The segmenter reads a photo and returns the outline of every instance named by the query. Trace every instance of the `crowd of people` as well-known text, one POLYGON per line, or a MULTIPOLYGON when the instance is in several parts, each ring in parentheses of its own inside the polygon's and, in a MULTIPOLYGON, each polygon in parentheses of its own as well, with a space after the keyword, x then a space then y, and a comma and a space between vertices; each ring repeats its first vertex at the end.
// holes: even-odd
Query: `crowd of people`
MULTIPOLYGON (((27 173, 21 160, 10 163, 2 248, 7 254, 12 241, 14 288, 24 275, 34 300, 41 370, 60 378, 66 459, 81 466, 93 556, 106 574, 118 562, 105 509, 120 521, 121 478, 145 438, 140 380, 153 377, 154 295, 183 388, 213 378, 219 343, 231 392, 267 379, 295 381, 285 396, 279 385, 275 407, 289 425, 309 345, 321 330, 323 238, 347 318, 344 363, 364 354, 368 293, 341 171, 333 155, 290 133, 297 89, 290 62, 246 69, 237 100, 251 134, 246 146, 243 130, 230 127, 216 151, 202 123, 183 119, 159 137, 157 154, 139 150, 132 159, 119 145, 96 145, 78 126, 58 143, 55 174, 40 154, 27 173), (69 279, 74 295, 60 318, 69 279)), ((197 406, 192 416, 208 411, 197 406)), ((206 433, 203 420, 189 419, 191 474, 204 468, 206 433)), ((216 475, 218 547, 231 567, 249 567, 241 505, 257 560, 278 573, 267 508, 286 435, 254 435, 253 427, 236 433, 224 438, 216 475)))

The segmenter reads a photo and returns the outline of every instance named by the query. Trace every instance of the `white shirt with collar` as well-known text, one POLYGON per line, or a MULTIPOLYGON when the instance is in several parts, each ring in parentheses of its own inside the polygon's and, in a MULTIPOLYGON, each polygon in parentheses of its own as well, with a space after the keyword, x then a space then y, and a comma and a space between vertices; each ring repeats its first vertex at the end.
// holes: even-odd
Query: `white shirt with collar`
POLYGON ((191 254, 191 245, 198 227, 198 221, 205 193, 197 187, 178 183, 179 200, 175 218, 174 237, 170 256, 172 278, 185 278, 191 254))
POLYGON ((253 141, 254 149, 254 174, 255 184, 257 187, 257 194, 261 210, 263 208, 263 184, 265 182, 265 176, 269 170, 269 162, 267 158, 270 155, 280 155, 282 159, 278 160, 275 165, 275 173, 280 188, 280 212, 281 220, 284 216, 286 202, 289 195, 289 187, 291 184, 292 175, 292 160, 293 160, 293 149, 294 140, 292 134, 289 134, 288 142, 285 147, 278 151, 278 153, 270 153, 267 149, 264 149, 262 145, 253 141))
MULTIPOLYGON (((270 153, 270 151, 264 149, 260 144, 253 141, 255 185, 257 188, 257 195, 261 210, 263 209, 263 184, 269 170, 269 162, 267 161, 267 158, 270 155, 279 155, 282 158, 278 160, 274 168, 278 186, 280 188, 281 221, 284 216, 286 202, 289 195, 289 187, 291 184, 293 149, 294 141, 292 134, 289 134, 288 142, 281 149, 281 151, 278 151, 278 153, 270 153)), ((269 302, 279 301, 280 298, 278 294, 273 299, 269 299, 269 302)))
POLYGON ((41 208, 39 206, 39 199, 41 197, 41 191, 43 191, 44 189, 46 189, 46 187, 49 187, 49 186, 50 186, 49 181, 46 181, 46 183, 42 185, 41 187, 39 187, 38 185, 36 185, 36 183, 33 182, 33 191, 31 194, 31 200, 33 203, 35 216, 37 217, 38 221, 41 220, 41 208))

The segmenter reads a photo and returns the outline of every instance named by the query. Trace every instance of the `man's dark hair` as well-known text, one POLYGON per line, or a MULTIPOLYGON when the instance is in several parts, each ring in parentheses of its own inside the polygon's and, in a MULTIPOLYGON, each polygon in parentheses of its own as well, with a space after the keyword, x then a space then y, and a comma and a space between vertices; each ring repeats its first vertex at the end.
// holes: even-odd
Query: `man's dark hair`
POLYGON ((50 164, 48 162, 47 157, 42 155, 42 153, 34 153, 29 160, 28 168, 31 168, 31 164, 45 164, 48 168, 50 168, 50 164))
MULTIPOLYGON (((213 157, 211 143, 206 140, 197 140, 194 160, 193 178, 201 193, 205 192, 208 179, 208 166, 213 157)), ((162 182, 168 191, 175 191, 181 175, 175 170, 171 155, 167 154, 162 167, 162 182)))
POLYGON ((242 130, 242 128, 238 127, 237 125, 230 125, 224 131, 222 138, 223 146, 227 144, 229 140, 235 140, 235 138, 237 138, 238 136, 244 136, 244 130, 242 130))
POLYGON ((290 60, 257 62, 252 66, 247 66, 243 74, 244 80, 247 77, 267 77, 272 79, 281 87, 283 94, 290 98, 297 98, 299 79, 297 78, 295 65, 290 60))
# # # # #
**Aim of the exercise:**
Retype the data exactly as given.

**Finished exercise:**
The segmenter reads a photo and returns the outline of every instance named by the query. Trace every instance of the `crowd of people` as well-known text, one POLYGON per line, or a MULTIPOLYGON when the instance is in several parts, each ring in parentheses of its own inside the polygon's and, in a MULTIPOLYGON, each polygon in parentheses of its own as well, with a space after the keyword, x then a space then y, and a comma and a space between vertices; each ring repeats its first vertex at the end.
// holes: even-odd
Query: `crowd of people`
MULTIPOLYGON (((27 173, 21 160, 10 163, 2 248, 7 254, 12 241, 14 288, 24 275, 34 300, 41 370, 60 378, 66 459, 81 466, 93 556, 106 574, 118 562, 105 509, 120 521, 121 478, 145 438, 140 380, 153 377, 154 295, 183 388, 213 378, 219 343, 231 392, 267 379, 295 381, 285 396, 279 385, 275 407, 289 425, 309 345, 321 330, 323 238, 347 318, 344 363, 364 354, 368 293, 341 171, 333 155, 290 133, 297 89, 290 62, 246 69, 237 100, 251 134, 246 146, 243 130, 230 127, 216 151, 202 123, 183 119, 159 137, 157 154, 139 150, 132 159, 119 145, 96 145, 78 126, 58 143, 55 174, 40 154, 27 173), (69 279, 74 295, 60 318, 69 279)), ((197 406, 192 416, 208 411, 197 406)), ((206 433, 203 420, 189 419, 191 474, 204 468, 206 433)), ((216 475, 218 547, 231 567, 249 567, 241 505, 257 560, 278 573, 267 508, 286 435, 254 435, 253 427, 236 433, 224 438, 216 475)))

The segmenter reads a photo and returns the outline of every instance named by the query. Trace every instance of the `white shirt with collar` as well-known text, one POLYGON per line, or a MULTIPOLYGON when the instance is in several parts, each ring in parentheses of its own inside the polygon's and, in a MULTIPOLYGON, each polygon in parentheses of its own as well, with a space after the keyword, x then a space then y, and a comma and a space between vertices; each ring repeats its first vertex at the end.
// holes: even-odd
Query: `white shirt with collar`
POLYGON ((191 254, 191 245, 198 227, 198 221, 205 193, 197 187, 178 183, 179 200, 175 218, 174 237, 170 256, 172 278, 185 278, 191 254))
POLYGON ((253 141, 254 149, 254 174, 255 184, 257 187, 257 194, 261 210, 263 208, 263 184, 265 182, 265 176, 269 170, 269 162, 267 158, 270 155, 280 155, 282 159, 278 160, 275 165, 275 173, 280 188, 280 212, 281 220, 284 216, 286 202, 289 195, 289 187, 291 184, 292 175, 292 160, 293 160, 293 149, 294 140, 292 134, 289 134, 288 142, 285 147, 278 151, 278 153, 270 153, 267 149, 264 149, 262 145, 253 141))
MULTIPOLYGON (((270 153, 270 151, 264 149, 260 144, 253 141, 255 185, 257 188, 257 195, 261 210, 263 209, 263 184, 269 170, 269 162, 267 161, 267 158, 270 155, 279 155, 282 158, 278 160, 274 168, 278 186, 280 188, 281 221, 284 216, 286 202, 289 195, 289 187, 291 184, 293 149, 294 141, 292 134, 289 134, 288 142, 281 149, 281 151, 278 151, 278 153, 270 153)), ((269 302, 279 301, 280 298, 278 294, 273 299, 269 299, 269 302)))
POLYGON ((41 208, 39 206, 39 199, 41 197, 41 191, 43 191, 44 189, 46 189, 46 187, 49 187, 49 186, 50 186, 49 181, 46 181, 46 183, 42 185, 41 187, 39 187, 38 185, 36 185, 36 183, 33 182, 33 191, 31 194, 31 200, 33 203, 35 216, 37 217, 38 221, 41 220, 41 208))

The segmenter reads a photo and returns the outline of every instance named by the query. Trace every instance of the `man's dark hair` as well-known text, one POLYGON per line, or a MULTIPOLYGON when the instance is in several parts, each ring in parentheses of its own inside the polygon's and, in a MULTIPOLYGON, each polygon in parentheses of its own as well, with a space after the keyword, x then a space then y, and a comma and a space between vertices; each ring repeats its first vertex at the end.
// holes: even-odd
Query: `man's dark hair`
POLYGON ((50 164, 48 162, 47 157, 42 155, 42 153, 34 153, 29 160, 28 168, 31 168, 31 164, 45 164, 48 168, 50 168, 50 164))
MULTIPOLYGON (((213 157, 211 143, 206 140, 197 140, 194 160, 193 178, 201 193, 205 192, 208 179, 208 166, 213 157)), ((162 182, 168 191, 175 191, 181 175, 175 170, 171 155, 167 154, 162 167, 162 182)))
POLYGON ((242 130, 242 128, 238 127, 237 125, 230 125, 224 131, 222 138, 223 146, 227 144, 229 140, 235 140, 235 138, 237 138, 238 136, 244 136, 244 130, 242 130))
POLYGON ((290 60, 257 62, 252 66, 247 66, 243 74, 244 80, 247 77, 267 77, 272 79, 281 87, 283 94, 290 98, 297 98, 299 79, 297 78, 295 65, 290 60))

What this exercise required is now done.